_ZADANIE A_
Czego według tekstu o układaniu diety należy jeść więcej, ale nie wliczać do bilansu?

Możesz wzorować się na tym co u mnie czy w innych dziennikach, ale musisz sama powpisywać sobie ilości, tak by wyszło zgodnie z Twoim zapotrzebowaniem, bo u każdego może ono inaczej wyglądać Po pierwsze, jaki ustaliłaś albo dziewczyny Ci podały rozkład B/T/W ?
Jak już masz ustalony rozkład to starasz się by w każdym posiłku było białko, węglowodany i tłuszcz i rozkładasz równomiernie na cały dzień, tak by ostatecznie zgadzał się bilans. I codziennie układasz sobie jedzenie tak by nie jeść ani mniej ani więcej, a ładnie, zgodnie z bilansem. Trochę z tym zabawy,ale tylko na początku.
Ja byłam już na dalszym etapie redukcji, gdzie tych kalorii miałam mniej, niż na początku. Potem ucinane z węgli, na koniec z tłuszczu, dlatego u Ciebie jedzenie będzie wyglądało nieco inaczej. Ty na razie powinnaś zaczynać spokojnie. Z jak największej kaloryczności, na której uda się redukować. Po to,żeby powolutku móc potem ucinać np. z węgli, kiedy przestaniesz chudnąć. Dlatego nie mogłabyś tak całkiem ode mnie skopiować . Po to układamy sobie diety, żeby nie tylko pasowały do naszych upodobań smakowych ale i do bilansu,który u każdego jest inny i który będzie też Ci się zmieniał w czasie odchudzania. Musisz pobawić się trochę z dziennikiem dietetycznym. Wrzucaj potem to co ułożyłaś, aż w końcu na pewno stworzysz coś, co będzie poprawne
Dzień, który dodałaś nie jest tragiczny jeśli dodasz w 2 i 3 posiłku źródło białka, np. jajka lub warzywa strączkowe. Tylko, jeśli dodasz warzywa strączkowe to najprawdopodobniej będziesz musiała się pozbyć czegoś z owoców/kaszy, bo strączkowe oprócz białka, mają sporo węglowodanów. Poza tym, wyrzuć ze śniadania otręby pszenne, nie jadamy ich. No i jedz więcej warzyw,ale ich nie wliczaj do bilansu. Jak zrobisz poprawki to znowu zobaczysz,gdzie ewentualnie czego dodać/odjąć żeby bilans się zgadzał. Stąd, znowu pytanie, jaki masz rozkład?

(Pozycje ze źródła danych)
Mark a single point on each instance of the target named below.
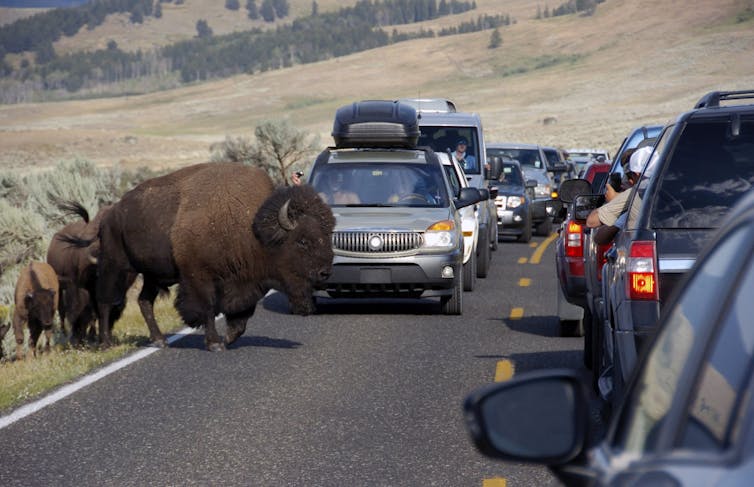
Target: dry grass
(24, 380)
(633, 62)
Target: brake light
(642, 271)
(573, 240)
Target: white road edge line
(66, 391)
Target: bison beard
(224, 235)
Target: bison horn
(284, 219)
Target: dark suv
(702, 164)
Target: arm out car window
(674, 356)
(721, 391)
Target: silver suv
(398, 230)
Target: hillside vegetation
(632, 62)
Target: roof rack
(713, 98)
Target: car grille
(376, 242)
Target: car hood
(389, 218)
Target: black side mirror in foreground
(539, 417)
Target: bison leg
(18, 330)
(147, 296)
(196, 311)
(236, 325)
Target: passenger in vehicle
(467, 161)
(610, 213)
(334, 190)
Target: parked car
(469, 222)
(514, 198)
(702, 164)
(557, 165)
(533, 163)
(687, 418)
(400, 233)
(441, 131)
(594, 253)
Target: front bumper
(415, 276)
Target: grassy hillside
(632, 62)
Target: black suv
(702, 164)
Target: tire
(544, 228)
(483, 261)
(453, 304)
(526, 234)
(469, 273)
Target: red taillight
(574, 240)
(642, 271)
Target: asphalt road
(365, 393)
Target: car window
(673, 359)
(721, 391)
(382, 184)
(525, 157)
(641, 186)
(511, 175)
(709, 169)
(455, 184)
(444, 139)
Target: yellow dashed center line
(504, 370)
(496, 482)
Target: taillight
(642, 271)
(573, 240)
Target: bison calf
(36, 302)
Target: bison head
(295, 227)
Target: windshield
(381, 184)
(525, 157)
(461, 142)
(511, 175)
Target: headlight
(515, 202)
(441, 235)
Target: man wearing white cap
(617, 203)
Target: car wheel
(544, 228)
(453, 303)
(483, 261)
(469, 273)
(495, 235)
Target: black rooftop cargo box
(376, 123)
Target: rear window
(709, 170)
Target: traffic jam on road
(582, 319)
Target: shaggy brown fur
(194, 227)
(36, 301)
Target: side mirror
(539, 417)
(572, 188)
(584, 204)
(467, 197)
(496, 168)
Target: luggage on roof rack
(376, 123)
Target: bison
(225, 235)
(77, 273)
(36, 302)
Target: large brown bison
(77, 272)
(225, 235)
(36, 302)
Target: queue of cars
(670, 343)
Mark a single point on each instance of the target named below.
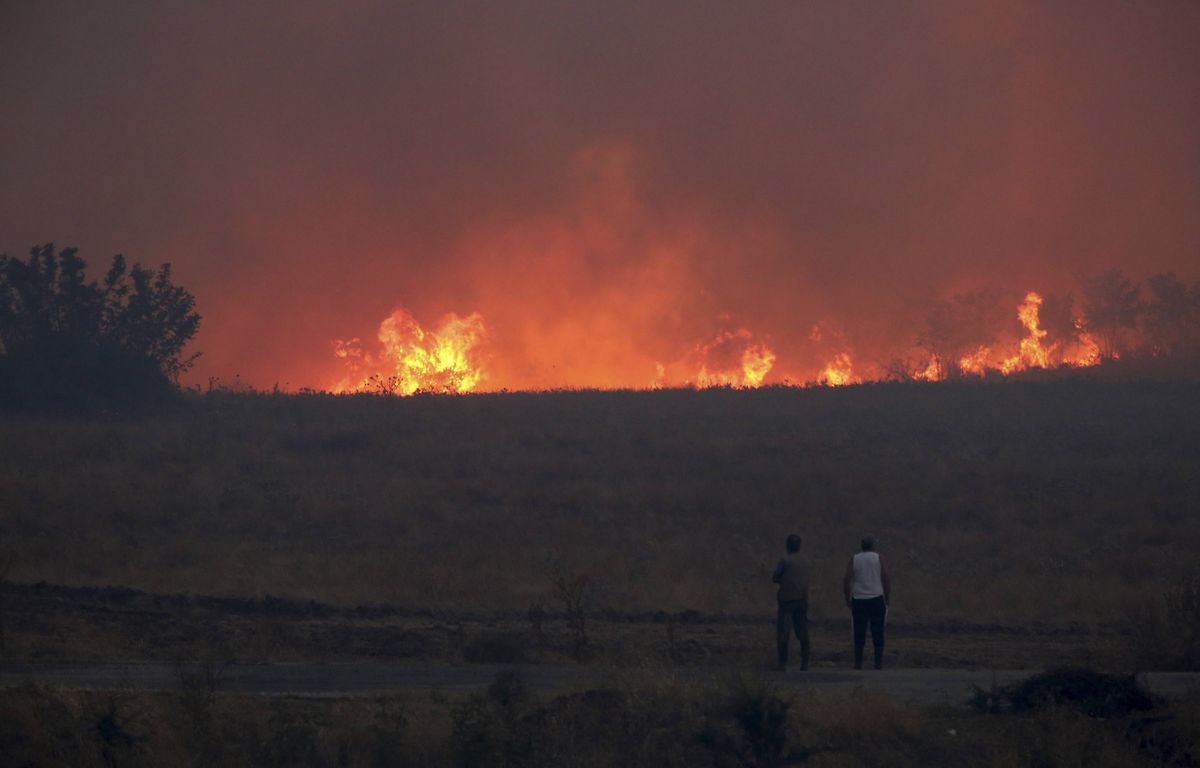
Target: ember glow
(451, 358)
(621, 196)
(412, 359)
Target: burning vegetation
(966, 335)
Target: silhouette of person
(792, 576)
(868, 589)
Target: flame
(1086, 353)
(448, 358)
(414, 359)
(931, 372)
(748, 369)
(839, 372)
(976, 364)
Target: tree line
(71, 342)
(1123, 317)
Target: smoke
(611, 186)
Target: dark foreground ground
(388, 714)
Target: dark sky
(607, 184)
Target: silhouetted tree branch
(69, 341)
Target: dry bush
(1167, 631)
(675, 498)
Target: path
(929, 687)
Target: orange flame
(415, 360)
(1031, 354)
(976, 364)
(745, 370)
(839, 372)
(933, 372)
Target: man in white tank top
(868, 589)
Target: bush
(66, 341)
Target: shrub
(497, 648)
(1091, 693)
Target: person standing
(868, 591)
(792, 576)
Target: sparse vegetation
(1044, 502)
(646, 720)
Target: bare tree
(1173, 316)
(1056, 317)
(66, 340)
(1111, 307)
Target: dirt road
(930, 687)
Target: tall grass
(1063, 501)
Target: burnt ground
(47, 623)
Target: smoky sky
(609, 184)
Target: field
(1024, 522)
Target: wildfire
(931, 372)
(976, 364)
(839, 372)
(723, 365)
(1031, 354)
(413, 359)
(448, 358)
(1033, 351)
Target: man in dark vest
(792, 576)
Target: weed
(497, 647)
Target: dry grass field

_ZADANIE B_
Przedstaw jako tabelę Markdown wiersze listingu, zaczynając od wiersza z „Target: burning vegetation” i kończąc na ostatnim wierszu listingu, bez pustych wierszy. W kolumnie „Nr” podaj numer kolejny, a w kolumnie „Treść” sam wiersz.

_PEŁNA ODPOWIEDŹ A_
Warzyw.

_PEŁNA ODPOWIEDŹ B_
| Nr | Treść |
|---|---|
| 1 | Target: burning vegetation |
| 2 | (966, 335) |
| 3 | Target: silhouette of person |
| 4 | (792, 576) |
| 5 | (868, 589) |
| 6 | Target: flame |
| 7 | (1086, 353) |
| 8 | (448, 358) |
| 9 | (414, 359) |
| 10 | (931, 372) |
| 11 | (748, 369) |
| 12 | (839, 372) |
| 13 | (976, 364) |
| 14 | Target: tree line |
| 15 | (71, 342) |
| 16 | (1123, 317) |
| 17 | Target: smoke |
| 18 | (611, 186) |
| 19 | Target: dark foreground ground |
| 20 | (388, 714) |
| 21 | Target: dark sky |
| 22 | (607, 184) |
| 23 | Target: silhouetted tree branch |
| 24 | (69, 341) |
| 25 | Target: dry bush |
| 26 | (1167, 631) |
| 27 | (675, 498) |
| 28 | Target: path |
| 29 | (929, 687) |
| 30 | Target: orange flame |
| 31 | (415, 360) |
| 32 | (1031, 354) |
| 33 | (976, 364) |
| 34 | (745, 370) |
| 35 | (839, 372) |
| 36 | (933, 372) |
| 37 | Target: man in white tank top |
| 38 | (868, 589) |
| 39 | Target: bush |
| 40 | (66, 341) |
| 41 | Target: shrub |
| 42 | (497, 648) |
| 43 | (1091, 693) |
| 44 | Target: person standing |
| 45 | (868, 591) |
| 46 | (792, 576) |
| 47 | Target: sparse vegetation |
| 48 | (1044, 502) |
| 49 | (646, 720) |
| 50 | Target: bare tree |
| 51 | (1173, 316) |
| 52 | (1056, 317) |
| 53 | (66, 340) |
| 54 | (1111, 307) |
| 55 | Target: dirt road |
| 56 | (930, 687) |
| 57 | Target: tall grass |
| 58 | (1063, 501) |
| 59 | Target: burnt ground |
| 60 | (47, 623) |
| 61 | Target: smoky sky |
| 62 | (609, 184) |
| 63 | Target: field |
| 64 | (1024, 522) |
| 65 | Target: wildfire |
| 66 | (931, 372) |
| 67 | (976, 364) |
| 68 | (839, 372) |
| 69 | (723, 365) |
| 70 | (1031, 354) |
| 71 | (413, 359) |
| 72 | (448, 358) |
| 73 | (1033, 351) |
| 74 | Target: man in dark vest |
| 75 | (792, 576) |
| 76 | Target: weed |
| 77 | (497, 647) |
| 78 | Target: dry grass field |